## Reading passage

Weeds as tall as the teenagers who used to play here are sticking up through the cracked concrete of the abandoned basketball court at Malcolm Locker Youth Centre in Erdington.

Out front there's an upturned sofa, and broken glass litters the floor.

Murals painted on the walls by local kids - one a vision of 'Malcolm Man', a superhero sharing the centre's name - are fading fast.

It's been five years since a campaign to save the centre from imminent closure was lost. Attempts to take it over by a local charity came to nothing. In that time it's succumbed to the visible signs of neglect - rusting pipes, broken wooden panels, damaged windows, those weeds.

A young lad passing by takes out his headphones to stop and chat. He used to come here "when I was younger... it was good, yeah, we used to do sports and ping pong and just have somewhere to go."

Now 17, he says there's nowhere nearby any more that is free, safe and welcoming.

"It's the same for all my friends, unless you're really into sport there isn't much you can do for free, so we just meet at each other's houses or at the park, chill together, mostly just stay close to home."

## Given task A
Print the passage about the abandoned youth centre in Erdington, starting at "Weeds as tall" and ending at "windows, those weeds.".
## Given task B
Answer these questions using the passage about the abandoned youth centre:
(i) What is the superhero in one of the murals called?
(ii) How many years ago was the campaign to save the centre lost?
(iii) How old is the young lad who stops to chat?

## Records provided
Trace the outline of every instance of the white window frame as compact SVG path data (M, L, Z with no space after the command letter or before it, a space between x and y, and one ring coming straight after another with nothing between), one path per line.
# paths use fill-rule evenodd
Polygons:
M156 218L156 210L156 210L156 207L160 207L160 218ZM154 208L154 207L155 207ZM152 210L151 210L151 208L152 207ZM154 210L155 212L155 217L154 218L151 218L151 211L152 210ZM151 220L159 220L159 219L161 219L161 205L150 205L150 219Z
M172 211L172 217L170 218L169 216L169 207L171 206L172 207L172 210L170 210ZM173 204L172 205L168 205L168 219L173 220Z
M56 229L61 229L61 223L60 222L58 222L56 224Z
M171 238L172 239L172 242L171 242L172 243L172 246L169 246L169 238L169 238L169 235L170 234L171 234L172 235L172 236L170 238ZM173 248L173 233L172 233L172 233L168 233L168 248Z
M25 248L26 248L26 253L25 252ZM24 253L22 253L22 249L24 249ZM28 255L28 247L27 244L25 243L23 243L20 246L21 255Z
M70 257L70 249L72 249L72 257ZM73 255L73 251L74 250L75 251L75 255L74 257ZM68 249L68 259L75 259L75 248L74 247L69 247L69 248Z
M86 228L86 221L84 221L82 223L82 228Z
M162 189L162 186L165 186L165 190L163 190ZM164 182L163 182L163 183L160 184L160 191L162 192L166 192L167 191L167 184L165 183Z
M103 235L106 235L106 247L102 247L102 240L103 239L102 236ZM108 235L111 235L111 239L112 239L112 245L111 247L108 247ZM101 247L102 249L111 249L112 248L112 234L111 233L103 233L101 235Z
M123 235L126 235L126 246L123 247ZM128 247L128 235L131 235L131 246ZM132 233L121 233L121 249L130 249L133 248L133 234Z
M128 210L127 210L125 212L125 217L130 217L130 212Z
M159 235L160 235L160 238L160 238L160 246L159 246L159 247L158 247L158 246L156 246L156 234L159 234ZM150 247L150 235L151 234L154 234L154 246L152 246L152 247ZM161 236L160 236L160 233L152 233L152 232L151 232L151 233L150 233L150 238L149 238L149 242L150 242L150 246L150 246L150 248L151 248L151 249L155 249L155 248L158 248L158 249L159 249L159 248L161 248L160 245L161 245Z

...

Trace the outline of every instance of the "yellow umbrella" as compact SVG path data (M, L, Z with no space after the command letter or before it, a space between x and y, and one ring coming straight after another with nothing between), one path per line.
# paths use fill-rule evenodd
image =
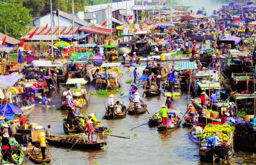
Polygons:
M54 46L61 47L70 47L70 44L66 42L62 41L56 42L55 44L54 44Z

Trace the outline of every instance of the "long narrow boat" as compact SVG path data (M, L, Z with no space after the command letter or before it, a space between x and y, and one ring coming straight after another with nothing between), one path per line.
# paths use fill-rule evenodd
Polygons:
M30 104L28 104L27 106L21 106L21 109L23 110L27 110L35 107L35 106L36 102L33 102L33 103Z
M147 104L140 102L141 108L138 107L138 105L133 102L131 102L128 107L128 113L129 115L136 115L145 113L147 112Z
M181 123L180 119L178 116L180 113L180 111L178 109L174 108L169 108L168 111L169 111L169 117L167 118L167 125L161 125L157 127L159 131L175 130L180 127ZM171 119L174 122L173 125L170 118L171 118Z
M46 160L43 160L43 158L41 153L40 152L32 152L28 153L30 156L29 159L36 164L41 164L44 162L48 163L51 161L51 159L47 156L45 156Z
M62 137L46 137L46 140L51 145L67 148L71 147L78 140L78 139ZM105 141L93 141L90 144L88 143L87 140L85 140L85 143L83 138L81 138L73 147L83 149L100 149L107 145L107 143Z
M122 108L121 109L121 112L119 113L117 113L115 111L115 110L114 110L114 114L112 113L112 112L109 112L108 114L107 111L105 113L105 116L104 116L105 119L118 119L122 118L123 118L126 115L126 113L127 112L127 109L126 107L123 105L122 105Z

==

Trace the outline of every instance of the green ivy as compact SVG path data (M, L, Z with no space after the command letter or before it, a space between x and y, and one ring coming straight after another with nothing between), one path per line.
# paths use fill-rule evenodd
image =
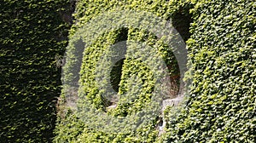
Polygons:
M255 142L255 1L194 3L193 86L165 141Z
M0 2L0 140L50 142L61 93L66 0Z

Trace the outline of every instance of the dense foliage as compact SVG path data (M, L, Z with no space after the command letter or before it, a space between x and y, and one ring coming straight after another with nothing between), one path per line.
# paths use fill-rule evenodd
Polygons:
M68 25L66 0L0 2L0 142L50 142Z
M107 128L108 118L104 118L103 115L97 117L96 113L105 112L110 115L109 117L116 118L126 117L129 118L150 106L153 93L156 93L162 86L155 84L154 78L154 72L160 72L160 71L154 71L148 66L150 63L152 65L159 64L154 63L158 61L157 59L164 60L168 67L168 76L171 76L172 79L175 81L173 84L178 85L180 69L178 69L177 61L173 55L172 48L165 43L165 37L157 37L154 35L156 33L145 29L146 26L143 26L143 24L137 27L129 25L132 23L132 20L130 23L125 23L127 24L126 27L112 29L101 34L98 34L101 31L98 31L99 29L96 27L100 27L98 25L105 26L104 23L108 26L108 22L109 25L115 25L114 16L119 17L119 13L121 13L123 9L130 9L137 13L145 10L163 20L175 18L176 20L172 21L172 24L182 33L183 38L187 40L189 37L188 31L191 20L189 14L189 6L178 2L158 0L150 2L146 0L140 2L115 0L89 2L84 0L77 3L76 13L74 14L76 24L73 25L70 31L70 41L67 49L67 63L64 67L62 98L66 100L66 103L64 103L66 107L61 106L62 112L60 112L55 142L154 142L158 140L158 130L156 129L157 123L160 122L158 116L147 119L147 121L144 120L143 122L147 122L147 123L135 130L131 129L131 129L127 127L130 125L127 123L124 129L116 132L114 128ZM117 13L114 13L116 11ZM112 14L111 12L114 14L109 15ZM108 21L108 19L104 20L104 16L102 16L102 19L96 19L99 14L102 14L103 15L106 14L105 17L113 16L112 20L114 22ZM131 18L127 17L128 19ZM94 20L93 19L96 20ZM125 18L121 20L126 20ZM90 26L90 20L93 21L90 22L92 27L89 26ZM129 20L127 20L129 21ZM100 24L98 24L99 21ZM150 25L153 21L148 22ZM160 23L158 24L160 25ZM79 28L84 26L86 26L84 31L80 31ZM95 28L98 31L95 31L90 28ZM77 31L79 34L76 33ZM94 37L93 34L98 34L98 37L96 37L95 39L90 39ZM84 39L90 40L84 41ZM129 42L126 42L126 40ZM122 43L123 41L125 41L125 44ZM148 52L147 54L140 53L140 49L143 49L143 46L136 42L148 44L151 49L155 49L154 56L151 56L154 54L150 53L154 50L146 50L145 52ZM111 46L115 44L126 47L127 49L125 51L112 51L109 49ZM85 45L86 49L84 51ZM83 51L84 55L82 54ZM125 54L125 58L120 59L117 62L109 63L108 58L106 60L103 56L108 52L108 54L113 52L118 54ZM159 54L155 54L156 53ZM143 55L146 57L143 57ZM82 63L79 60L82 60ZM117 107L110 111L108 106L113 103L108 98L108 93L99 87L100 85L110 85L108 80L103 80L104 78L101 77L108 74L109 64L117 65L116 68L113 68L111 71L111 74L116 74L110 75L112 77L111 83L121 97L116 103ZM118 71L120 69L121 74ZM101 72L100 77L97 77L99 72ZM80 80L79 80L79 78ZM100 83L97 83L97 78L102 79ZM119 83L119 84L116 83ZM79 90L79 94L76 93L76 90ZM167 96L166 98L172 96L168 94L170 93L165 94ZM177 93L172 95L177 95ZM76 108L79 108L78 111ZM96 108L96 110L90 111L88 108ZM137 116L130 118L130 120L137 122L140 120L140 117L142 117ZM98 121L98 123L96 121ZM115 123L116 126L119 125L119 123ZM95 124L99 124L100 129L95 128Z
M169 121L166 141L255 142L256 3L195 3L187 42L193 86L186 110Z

## Answer A
Weeds as tall as the teenagers who used to play here are sticking up through the cracked concrete of the abandoned basketball court at Malcolm Locker Youth Centre in Erdington.

Out front there's an upturned sofa, and broken glass litters the floor.

Murals painted on the walls by local kids - one a vision of 'Malcolm Man', a superhero sharing the centre's name - are fading fast.

It's been five years since a campaign to save the centre from imminent closure was lost. Attempts to take it over by a local charity came to nothing. In that time it's succumbed to the visible signs of neglect - rusting pipes, broken wooden panels, damaged windows, those weeds.

## Answer B
(i) Malcolm Man
(ii) Five years
(iii) 17